Given entries -
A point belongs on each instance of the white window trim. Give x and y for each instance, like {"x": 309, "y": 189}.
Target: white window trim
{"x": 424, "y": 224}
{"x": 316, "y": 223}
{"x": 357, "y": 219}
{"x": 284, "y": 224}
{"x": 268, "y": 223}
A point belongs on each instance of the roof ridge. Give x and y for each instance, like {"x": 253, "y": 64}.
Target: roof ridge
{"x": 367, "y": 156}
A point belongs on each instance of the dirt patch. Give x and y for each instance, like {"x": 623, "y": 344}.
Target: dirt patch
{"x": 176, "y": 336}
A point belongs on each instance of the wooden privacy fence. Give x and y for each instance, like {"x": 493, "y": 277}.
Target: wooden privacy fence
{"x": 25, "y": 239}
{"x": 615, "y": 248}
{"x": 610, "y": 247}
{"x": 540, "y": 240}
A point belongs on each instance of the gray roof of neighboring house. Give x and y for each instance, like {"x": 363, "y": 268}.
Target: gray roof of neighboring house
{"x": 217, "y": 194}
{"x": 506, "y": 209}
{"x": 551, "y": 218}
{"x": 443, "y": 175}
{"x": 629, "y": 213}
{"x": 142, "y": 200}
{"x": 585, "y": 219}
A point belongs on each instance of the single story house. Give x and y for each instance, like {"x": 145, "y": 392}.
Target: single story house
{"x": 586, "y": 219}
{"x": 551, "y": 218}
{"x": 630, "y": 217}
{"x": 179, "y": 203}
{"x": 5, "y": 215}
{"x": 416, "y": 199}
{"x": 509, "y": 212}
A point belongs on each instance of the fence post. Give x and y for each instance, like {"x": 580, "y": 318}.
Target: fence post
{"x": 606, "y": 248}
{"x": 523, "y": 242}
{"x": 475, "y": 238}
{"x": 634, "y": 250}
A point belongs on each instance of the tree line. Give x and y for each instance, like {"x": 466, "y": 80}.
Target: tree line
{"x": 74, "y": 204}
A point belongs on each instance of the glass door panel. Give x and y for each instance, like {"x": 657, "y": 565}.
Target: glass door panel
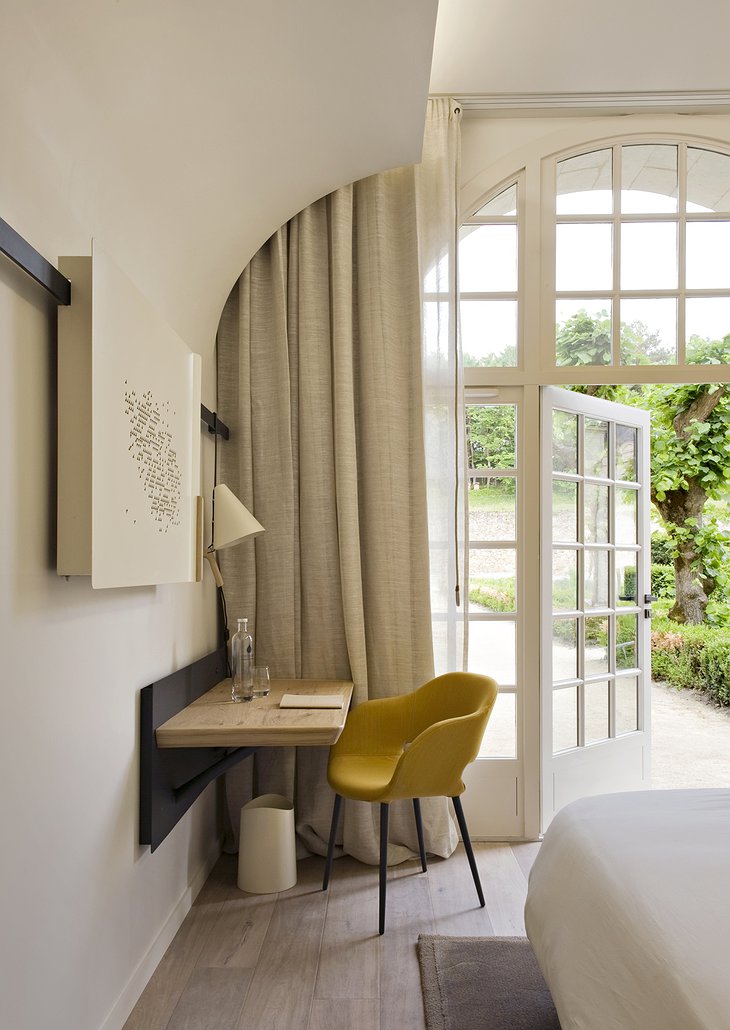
{"x": 595, "y": 714}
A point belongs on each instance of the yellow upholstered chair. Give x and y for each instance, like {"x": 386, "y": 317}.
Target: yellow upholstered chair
{"x": 412, "y": 746}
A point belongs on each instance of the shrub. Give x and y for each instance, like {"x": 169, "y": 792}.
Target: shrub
{"x": 663, "y": 584}
{"x": 692, "y": 656}
{"x": 662, "y": 549}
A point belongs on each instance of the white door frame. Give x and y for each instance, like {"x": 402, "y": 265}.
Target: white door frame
{"x": 619, "y": 762}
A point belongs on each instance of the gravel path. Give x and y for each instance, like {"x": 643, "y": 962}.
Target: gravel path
{"x": 690, "y": 740}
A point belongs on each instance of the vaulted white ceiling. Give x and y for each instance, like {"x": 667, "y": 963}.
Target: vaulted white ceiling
{"x": 581, "y": 46}
{"x": 183, "y": 133}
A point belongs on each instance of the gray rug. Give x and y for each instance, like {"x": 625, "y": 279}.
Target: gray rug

Aim of the task -
The line containing "A point belongs on each instance of the gravel" and every line after it, through the end of the records, should be repeated exactly and alone.

The output -
A point belongs on each instance of the gravel path. Give x and y for each instance, like {"x": 643, "y": 962}.
Target: gravel path
{"x": 690, "y": 740}
A point belongs on each instance of the vaulted white ceiling. Give x and y for each instance, like {"x": 667, "y": 963}.
Target: vaulted white ceiling
{"x": 581, "y": 46}
{"x": 183, "y": 133}
A point belongs on each instance of the gray rug. Give x and y for each instance, like {"x": 625, "y": 279}.
Target: gray rug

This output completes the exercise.